■ **Required work**
Reproduce the data verbatim from the line that contains "Return one point per instance of the leaning" through the final line, with both ends included.
## start Extracted data
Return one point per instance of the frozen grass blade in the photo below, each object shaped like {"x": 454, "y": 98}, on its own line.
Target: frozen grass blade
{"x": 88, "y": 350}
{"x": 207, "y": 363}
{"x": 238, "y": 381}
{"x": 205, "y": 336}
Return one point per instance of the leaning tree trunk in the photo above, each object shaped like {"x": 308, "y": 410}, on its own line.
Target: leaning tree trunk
## end Extracted data
■ **Written response**
Return one point per instance of the leaning tree trunk in the photo above, each object shaped like {"x": 308, "y": 410}, on its own line.
Target: leaning tree trunk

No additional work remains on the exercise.